Exact reproduction is needed for the lines from the one with "For each instance of the white sleeve, drop" to the end of the listing below, and for no other lines.

• • •

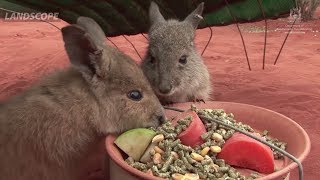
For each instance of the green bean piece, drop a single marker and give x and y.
(178, 129)
(218, 174)
(167, 164)
(139, 166)
(190, 160)
(220, 162)
(224, 169)
(129, 160)
(177, 169)
(184, 148)
(187, 164)
(232, 173)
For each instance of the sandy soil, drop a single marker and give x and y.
(292, 87)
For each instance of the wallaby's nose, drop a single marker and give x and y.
(165, 88)
(161, 119)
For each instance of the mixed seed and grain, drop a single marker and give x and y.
(173, 160)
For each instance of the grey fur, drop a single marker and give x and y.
(168, 41)
(47, 131)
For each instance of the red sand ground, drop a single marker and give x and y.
(292, 87)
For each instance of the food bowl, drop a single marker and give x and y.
(279, 126)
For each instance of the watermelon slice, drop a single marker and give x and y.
(192, 135)
(245, 152)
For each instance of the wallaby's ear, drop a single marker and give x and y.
(93, 29)
(196, 16)
(84, 44)
(154, 13)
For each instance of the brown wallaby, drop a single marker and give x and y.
(172, 64)
(46, 131)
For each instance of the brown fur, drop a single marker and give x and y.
(46, 131)
(169, 40)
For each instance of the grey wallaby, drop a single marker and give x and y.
(47, 130)
(172, 65)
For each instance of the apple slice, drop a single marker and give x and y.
(135, 142)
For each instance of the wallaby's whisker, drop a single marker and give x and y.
(144, 36)
(275, 62)
(209, 38)
(132, 46)
(112, 43)
(237, 24)
(265, 32)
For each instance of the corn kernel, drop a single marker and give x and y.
(215, 149)
(157, 158)
(175, 155)
(196, 157)
(158, 138)
(158, 150)
(217, 137)
(204, 151)
(177, 176)
(190, 176)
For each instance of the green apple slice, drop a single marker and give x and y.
(135, 142)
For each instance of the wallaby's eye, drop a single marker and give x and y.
(183, 59)
(152, 59)
(135, 95)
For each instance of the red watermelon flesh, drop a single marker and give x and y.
(245, 152)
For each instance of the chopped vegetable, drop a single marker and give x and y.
(134, 142)
(193, 148)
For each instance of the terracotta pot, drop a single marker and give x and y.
(259, 118)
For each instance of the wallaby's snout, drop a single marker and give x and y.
(165, 88)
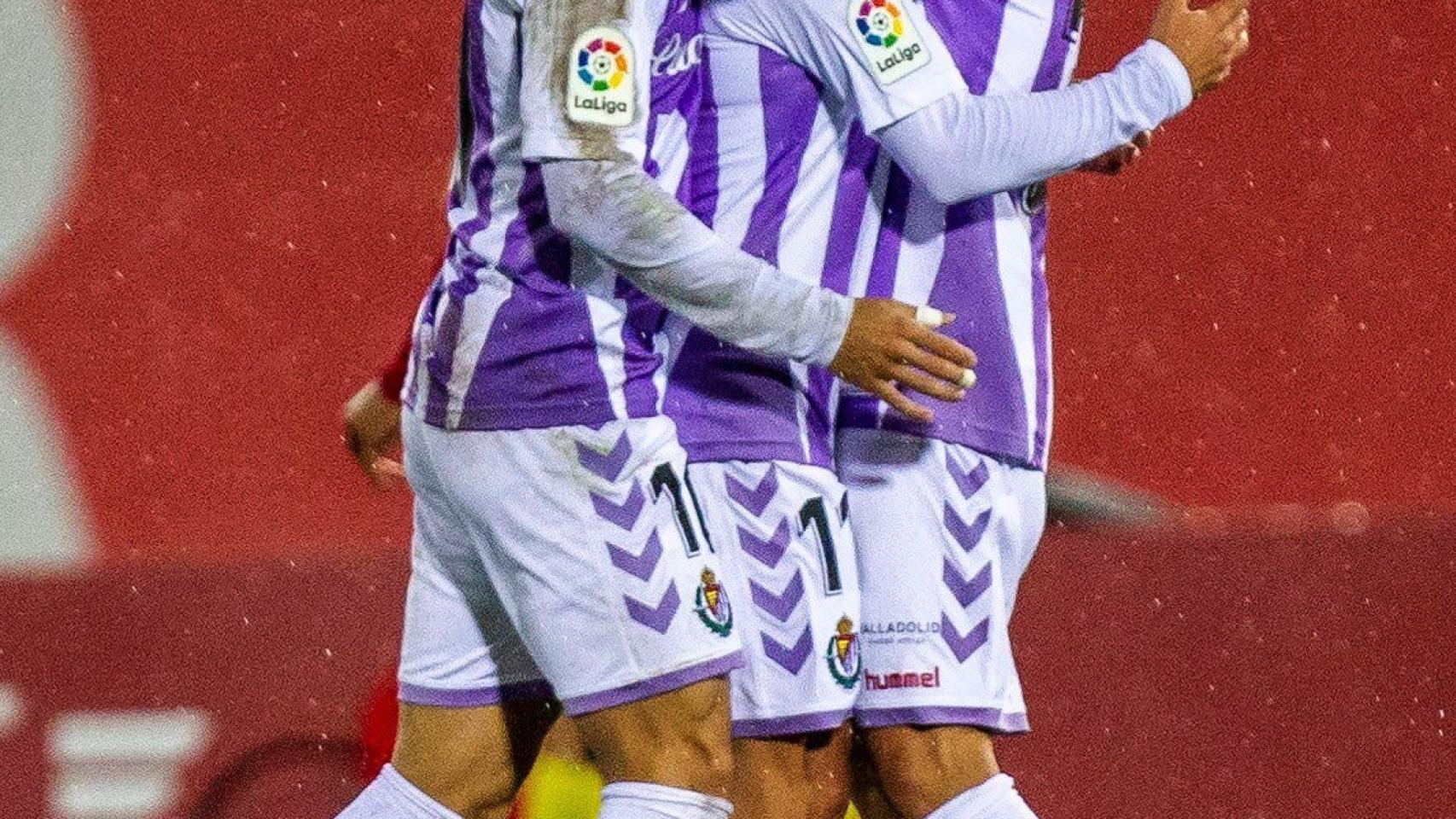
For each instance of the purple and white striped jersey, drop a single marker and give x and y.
(792, 92)
(520, 328)
(983, 259)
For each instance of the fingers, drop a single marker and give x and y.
(1241, 47)
(944, 346)
(926, 386)
(934, 365)
(896, 399)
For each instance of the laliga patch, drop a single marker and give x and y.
(888, 37)
(599, 78)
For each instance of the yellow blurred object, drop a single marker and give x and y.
(562, 789)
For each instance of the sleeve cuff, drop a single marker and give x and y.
(1173, 70)
(837, 311)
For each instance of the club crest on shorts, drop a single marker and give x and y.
(842, 655)
(599, 78)
(888, 38)
(713, 606)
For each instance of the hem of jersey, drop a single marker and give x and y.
(651, 687)
(546, 416)
(993, 720)
(990, 443)
(789, 726)
(748, 451)
(474, 697)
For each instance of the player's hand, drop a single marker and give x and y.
(371, 433)
(1208, 41)
(890, 346)
(1120, 158)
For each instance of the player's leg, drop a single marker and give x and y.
(866, 792)
(474, 707)
(781, 527)
(606, 573)
(944, 538)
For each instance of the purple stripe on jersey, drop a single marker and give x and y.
(424, 319)
(725, 399)
(532, 243)
(1054, 59)
(447, 335)
(480, 113)
(699, 188)
(971, 31)
(1041, 338)
(861, 154)
(474, 697)
(995, 412)
(789, 107)
(891, 231)
(651, 687)
(644, 320)
(539, 364)
(820, 415)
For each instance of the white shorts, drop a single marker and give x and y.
(944, 538)
(781, 530)
(564, 556)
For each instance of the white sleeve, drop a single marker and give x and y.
(880, 59)
(585, 80)
(999, 142)
(622, 216)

• • •

■ **REPLY TO THE TASK**
For each instance of the white sleeve, drop a single marker and give x and y.
(880, 59)
(585, 80)
(999, 142)
(622, 216)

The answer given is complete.